* SELECTED PASSAGE:
>> start

# SB-600 Diffusers



## STMel03 (Dec 9, 2008)

Looking into getting a diffuser for my flash since the SB-600 doesn't come with one.. I have noticed there are alot of them out there and have no idea which ones I should be looking at. Can you guys and gals point me in the right direction?


----------



## Big Mike (Dec 9, 2008)

What situations do you need a diffuser for?

I've written plenty of posts about my thoughts on these flash accessories.  Some of them are good for some situations and useless for others.  Many of them are meant to be used while bouncing the light and many of these could be replaced with a simple bounce card.  

Better than any flash accessory is a good knowledge of light and how your flash works and how to bounce it effectively.  
I would suggest practicing with your flash, as is.  Then if and when you find that you need something for your specific needs, then you can better choose what will be best for you.


----------



## stsinner (Dec 9, 2008)

I absolutely love my Light Sphere.  It does a superb job of, not only diffusing the light, but sending it around the entire room to eliminate almost all shadows and  hot spots.  Instead of just diffusing the light in the direction of your subject, it sends light up and all around at the same time with a convex dome in the top of it that is translucent.  I don't know what the pros think of it, because I'm about the only person on here I've seen mention it.  Maybe it's too pricey, but I really like the results.  Just my $0.02

www.garyfong.com

As mike said above, it's good to understand light, and almost everyone raves about www.strobist.com.  Gary Fong offers some online tutorials here:  http://flashdiffuser.com/


----------



## Big Mike (Dec 9, 2008)

>> end

* RECORDS SUPPLIED:
>> start

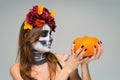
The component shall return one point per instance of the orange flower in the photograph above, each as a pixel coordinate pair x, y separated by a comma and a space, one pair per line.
27, 25
39, 23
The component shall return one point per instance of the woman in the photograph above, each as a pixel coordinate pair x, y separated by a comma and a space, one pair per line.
37, 62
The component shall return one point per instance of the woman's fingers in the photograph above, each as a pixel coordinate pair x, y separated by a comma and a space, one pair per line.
79, 50
72, 49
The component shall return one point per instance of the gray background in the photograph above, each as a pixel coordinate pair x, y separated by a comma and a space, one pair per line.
74, 18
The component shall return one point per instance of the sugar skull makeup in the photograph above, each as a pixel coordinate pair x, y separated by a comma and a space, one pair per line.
45, 40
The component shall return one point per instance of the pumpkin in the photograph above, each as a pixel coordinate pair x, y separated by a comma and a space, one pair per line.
88, 42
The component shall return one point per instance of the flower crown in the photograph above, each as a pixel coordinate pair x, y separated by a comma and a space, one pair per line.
38, 17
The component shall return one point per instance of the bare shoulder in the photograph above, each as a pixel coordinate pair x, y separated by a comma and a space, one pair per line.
62, 57
15, 71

>> end

* TASKS TO PERFORM:
1 > Reproduce the forum thread on SB-600 diffusers word for word, in its entirety.
2 > Lay out the rows as a two-column CSV with the columns "text" and "answer", one CSV line per row, placing each row's text and its answer in separate quoted fields with line breaks converted to spaces. Begin at the row containing "The component shall return one point per instance of the gray" and continue through the last of the rows.

* ANSWERS TO THE TASKS:
1 >
# SB-600 Diffusers



## STMel03 (Dec 9, 2008)

Looking into getting a diffuser for my flash since the SB-600 doesn't come with one.. I have noticed there are alot of them out there and have no idea which ones I should be looking at. Can you guys and gals point me in the right direction?


----------



## Big Mike (Dec 9, 2008)

What situations do you need a diffuser for?

I've written plenty of posts about my thoughts on these flash accessories.  Some of them are good for some situations and useless for others.  Many of them are meant to be used while bouncing the light and many of these could be replaced with a simple bounce card.  

Better than any flash accessory is a good knowledge of light and how your flash works and how to bounce it effectively.  
I would suggest practicing with your flash, as is.  Then if and when you find that you need something for your specific needs, then you can better choose what will be best for you.


----------



## stsinner (Dec 9, 2008)

I absolutely love my Light Sphere.  It does a superb job of, not only diffusing the light, but sending it around the entire room to eliminate almost all shadows and  hot spots.  Instead of just diffusing the light in the direction of your subject, it sends light up and all around at the same time with a convex dome in the top of it that is translucent.  I don't know what the pros think of it, because I'm about the only person on here I've seen mention it.  Maybe it's too pricey, but I really like the results.  Just my $0.02

www.garyfong.com

As mike said above, it's good to understand light, and almost everyone raves about www.strobist.com.  Gary Fong offers some online tutorials here:  http://flashdiffuser.com/


----------



## Big Mike (Dec 9, 2008)

2 >
text,answer
"The component shall return one point per instance of the gray background in the photograph above, each as a pixel coordinate pair x, y separated by a comma and a space, one pair per line.","74, 18"
"The component shall return one point per instance of the sugar skull makeup in the photograph above, each as a pixel coordinate pair x, y separated by a comma and a space, one pair per line.","45, 40"
"The component shall return one point per instance of the pumpkin in the photograph above, each as a pixel coordinate pair x, y separated by a comma and a space, one pair per line.","88, 42"
"The component shall return one point per instance of the flower crown in the photograph above, each as a pixel coordinate pair x, y separated by a comma and a space, one pair per line.","38, 17"
"The component shall return one point per instance of the bare shoulder in the photograph above, each as a pixel coordinate pair x, y separated by a comma and a space, one pair per line.","62, 57 15, 71"